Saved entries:
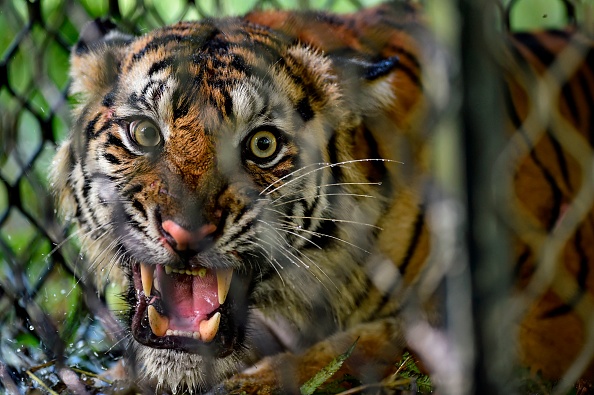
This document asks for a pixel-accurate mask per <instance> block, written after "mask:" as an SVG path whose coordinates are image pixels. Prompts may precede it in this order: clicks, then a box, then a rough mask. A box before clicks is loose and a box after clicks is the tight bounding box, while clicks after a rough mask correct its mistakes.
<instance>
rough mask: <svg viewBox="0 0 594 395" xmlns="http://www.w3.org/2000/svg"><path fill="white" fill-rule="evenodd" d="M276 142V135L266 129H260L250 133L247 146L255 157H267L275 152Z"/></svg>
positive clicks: (254, 156)
mask: <svg viewBox="0 0 594 395" xmlns="http://www.w3.org/2000/svg"><path fill="white" fill-rule="evenodd" d="M277 146H278V142H277V139H276V136H275V135H274V134H273V133H272V132H270V131H268V130H260V131H258V132H256V133H254V134H253V135H252V137H251V138H250V140H249V144H248V148H249V150H250V151H251V155H253V156H254V157H255V158H257V159H260V160H262V159H268V158H270V157H272V156H273V155H274V154H275V153H276V149H277Z"/></svg>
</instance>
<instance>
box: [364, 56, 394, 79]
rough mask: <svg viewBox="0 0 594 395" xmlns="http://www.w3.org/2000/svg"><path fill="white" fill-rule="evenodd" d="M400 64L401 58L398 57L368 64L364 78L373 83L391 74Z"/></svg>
mask: <svg viewBox="0 0 594 395" xmlns="http://www.w3.org/2000/svg"><path fill="white" fill-rule="evenodd" d="M399 64H400V58H399V57H398V56H392V57H389V58H387V59H382V60H380V61H378V62H374V63H368V64H366V65H365V66H364V73H363V78H364V79H366V80H368V81H373V80H375V79H377V78H380V77H383V76H385V75H387V74H390V73H391V72H392V71H393V70H394V69H395V68H396V67H398V65H399Z"/></svg>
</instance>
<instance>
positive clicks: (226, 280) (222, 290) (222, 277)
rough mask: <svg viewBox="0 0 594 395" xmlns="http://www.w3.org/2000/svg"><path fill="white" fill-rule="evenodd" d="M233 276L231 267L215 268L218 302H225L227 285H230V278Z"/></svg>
mask: <svg viewBox="0 0 594 395" xmlns="http://www.w3.org/2000/svg"><path fill="white" fill-rule="evenodd" d="M232 277H233V269H218V270H217V287H218V295H219V304H223V303H225V300H226V299H227V294H228V293H229V287H230V286H231V278H232Z"/></svg>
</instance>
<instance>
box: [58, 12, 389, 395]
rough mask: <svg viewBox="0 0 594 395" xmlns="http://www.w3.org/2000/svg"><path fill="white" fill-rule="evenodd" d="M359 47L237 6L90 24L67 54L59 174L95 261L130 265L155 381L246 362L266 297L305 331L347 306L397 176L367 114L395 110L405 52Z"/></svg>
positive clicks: (267, 310) (82, 234)
mask: <svg viewBox="0 0 594 395" xmlns="http://www.w3.org/2000/svg"><path fill="white" fill-rule="evenodd" d="M268 17H270V15H268ZM351 52H352V53H351ZM353 53H354V52H353V51H346V50H345V51H339V50H336V51H334V53H332V51H328V49H327V48H317V47H316V46H315V45H313V44H312V43H308V42H306V41H304V40H297V39H295V37H291V35H290V34H287V33H286V32H276V31H275V30H273V29H271V28H268V27H265V26H262V25H259V24H256V23H253V22H250V21H247V20H246V19H238V18H233V19H220V20H211V21H204V22H200V23H197V22H182V23H178V24H176V25H173V26H169V27H164V28H161V29H158V30H155V31H153V32H150V33H148V34H146V35H144V36H142V37H132V36H129V35H126V34H122V33H120V32H118V31H117V30H114V29H112V26H110V25H109V24H106V23H97V22H96V23H93V24H91V25H89V26H88V27H87V29H86V31H85V32H84V33H83V35H82V38H81V40H80V42H79V43H78V44H77V45H76V46H75V48H74V49H73V51H72V56H71V78H72V85H71V93H72V94H73V95H74V96H75V97H76V98H77V99H78V105H77V106H76V108H75V111H74V123H73V128H72V132H71V134H70V136H69V138H68V139H67V140H66V141H65V142H64V143H63V144H62V146H61V148H60V150H59V152H58V154H57V156H56V162H55V167H54V171H53V184H54V188H55V191H56V195H57V196H58V200H59V205H60V207H61V209H62V211H63V213H64V215H65V216H66V217H71V218H73V219H74V220H75V222H76V223H77V225H78V227H79V235H80V240H81V243H82V249H83V252H84V253H85V254H86V256H87V257H88V261H89V262H90V264H89V267H88V268H87V270H88V271H89V273H90V274H92V275H96V276H97V277H98V278H99V283H101V284H104V283H105V282H106V281H109V279H106V278H103V277H102V276H101V274H100V273H111V275H112V277H113V278H112V279H111V281H114V278H116V277H117V276H116V275H114V273H115V272H117V271H120V272H121V273H122V276H121V281H123V282H124V284H125V286H126V287H127V288H128V292H127V294H126V295H125V300H126V302H127V303H128V305H129V310H128V312H127V316H126V317H125V319H124V321H125V323H126V327H127V329H129V333H130V334H131V335H132V336H131V338H132V340H131V343H132V344H131V347H130V348H131V349H132V350H133V353H134V354H135V356H136V359H137V360H138V362H139V364H140V365H139V366H141V368H139V374H141V375H144V376H146V378H148V379H149V380H150V381H152V382H153V383H156V384H157V385H160V386H162V387H163V388H171V389H176V388H178V387H187V388H208V387H210V386H212V385H213V384H214V383H216V382H218V381H220V380H221V379H222V378H224V377H226V376H228V375H230V374H232V373H234V372H237V371H238V370H239V369H242V368H244V367H246V366H249V363H250V362H252V361H253V360H254V359H255V358H258V357H259V355H258V353H259V352H260V353H261V352H262V351H261V350H260V349H259V348H258V347H257V340H254V338H255V337H257V336H254V334H256V333H258V332H259V331H260V329H262V328H261V327H259V326H258V325H259V324H258V322H257V320H256V319H255V318H254V314H252V312H254V311H256V310H257V311H263V312H265V313H266V314H268V316H273V317H276V316H279V317H284V318H285V319H286V320H287V322H289V323H290V325H293V326H294V327H296V328H298V331H296V332H299V333H301V335H302V337H303V339H306V340H307V341H310V340H311V339H315V338H319V337H321V336H325V335H327V334H329V333H332V331H335V330H336V329H337V328H340V327H343V326H345V325H347V322H348V320H349V319H353V318H352V317H353V311H355V310H356V304H357V301H356V299H357V292H359V290H357V289H358V288H361V290H360V292H365V290H364V289H363V288H364V287H363V286H362V285H361V284H360V283H364V280H363V277H364V275H363V274H362V268H361V262H362V261H363V260H364V259H365V257H366V256H367V255H368V254H369V251H372V249H373V239H374V237H375V234H376V233H377V232H378V229H379V227H378V226H376V224H377V222H378V221H379V219H380V217H381V213H382V211H383V210H384V209H385V206H386V205H387V204H388V201H389V199H387V198H386V196H389V195H390V194H391V193H392V192H391V191H392V190H393V189H394V188H395V187H394V185H392V184H393V183H391V182H390V179H389V178H390V177H389V173H391V172H392V170H391V169H389V167H391V166H390V165H389V164H387V163H386V161H383V160H382V159H389V157H390V155H388V154H385V155H384V153H382V152H381V150H382V148H381V147H379V148H378V144H377V143H376V144H370V141H374V130H373V126H372V125H371V126H370V125H367V124H366V123H365V122H364V121H365V119H371V118H373V117H374V114H380V113H381V112H382V111H383V110H385V109H386V108H392V109H393V105H394V100H395V97H394V93H393V88H392V86H393V83H394V81H393V78H392V74H393V70H394V69H396V68H397V66H398V64H399V59H398V58H397V57H389V58H385V59H380V60H377V59H376V58H373V57H372V56H370V55H365V54H357V56H351V55H352V54H353ZM374 119H375V118H374ZM368 159H370V160H368ZM370 197H375V199H370ZM101 269H103V270H101ZM359 278H360V279H359ZM353 284H355V286H354V285H353ZM353 287H354V288H355V289H356V290H355V291H353V290H352V289H353ZM314 317H315V318H314ZM303 339H301V340H300V341H303V342H305V341H306V340H303Z"/></svg>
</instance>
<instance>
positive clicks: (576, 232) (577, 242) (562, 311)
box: [542, 229, 590, 318]
mask: <svg viewBox="0 0 594 395" xmlns="http://www.w3.org/2000/svg"><path fill="white" fill-rule="evenodd" d="M580 230H581V229H578V230H577V231H576V233H575V238H574V248H575V251H576V252H577V254H578V256H579V257H580V260H579V263H580V268H579V271H578V273H577V274H576V284H577V286H578V289H577V290H576V291H575V294H574V295H573V296H572V297H571V298H570V299H569V301H568V302H567V303H563V304H561V305H560V306H558V307H555V308H553V309H551V310H549V311H547V312H545V313H543V315H542V317H543V318H552V317H558V316H560V315H564V314H569V313H571V312H572V311H573V309H574V308H575V306H576V305H577V304H578V303H579V302H580V301H581V300H582V298H583V297H584V295H585V294H586V292H587V284H586V280H587V279H588V273H589V272H590V267H589V264H588V257H587V255H586V252H585V251H584V248H583V246H582V234H581V232H580Z"/></svg>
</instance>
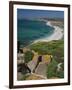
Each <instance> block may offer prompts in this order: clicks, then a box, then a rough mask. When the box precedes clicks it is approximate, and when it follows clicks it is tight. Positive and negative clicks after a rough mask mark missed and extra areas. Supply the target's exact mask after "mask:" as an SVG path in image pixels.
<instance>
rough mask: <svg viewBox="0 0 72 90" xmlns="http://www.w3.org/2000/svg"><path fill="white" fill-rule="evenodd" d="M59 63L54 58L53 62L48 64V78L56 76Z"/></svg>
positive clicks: (47, 68)
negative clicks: (58, 64)
mask: <svg viewBox="0 0 72 90" xmlns="http://www.w3.org/2000/svg"><path fill="white" fill-rule="evenodd" d="M57 64H58V63H57V62H56V61H55V60H52V62H51V63H50V64H48V67H47V78H51V77H56V70H57Z"/></svg>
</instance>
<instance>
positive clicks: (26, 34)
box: [17, 19, 54, 47]
mask: <svg viewBox="0 0 72 90" xmlns="http://www.w3.org/2000/svg"><path fill="white" fill-rule="evenodd" d="M53 32H54V28H53V27H51V26H48V25H47V24H46V22H45V21H39V20H26V19H18V21H17V41H19V42H20V47H25V46H27V45H29V44H31V43H33V42H34V41H35V40H38V39H42V38H45V37H49V36H50V35H51V34H52V33H53Z"/></svg>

* Problem details
Return the material word for word, from its beginning through the line that contains "positive clicks: (254, 156)", including that line. Leave the pictures out.

* Result
This document asks for a pixel-accurate mask per <instance> block, written after "mask:" as an SVG path whose coordinates are image pixels. Prompts may precede it in this order: clicks, then a box, then a rough mask. A box before clicks is loose and a box after clicks is the tight bounding box, while clicks after a rough mask correct its mistakes.
<instance>
rough mask: <svg viewBox="0 0 594 395" xmlns="http://www.w3.org/2000/svg"><path fill="white" fill-rule="evenodd" d="M276 142V135L266 129H260L250 133L247 146L255 157H267L275 152Z"/></svg>
positive clicks: (254, 156)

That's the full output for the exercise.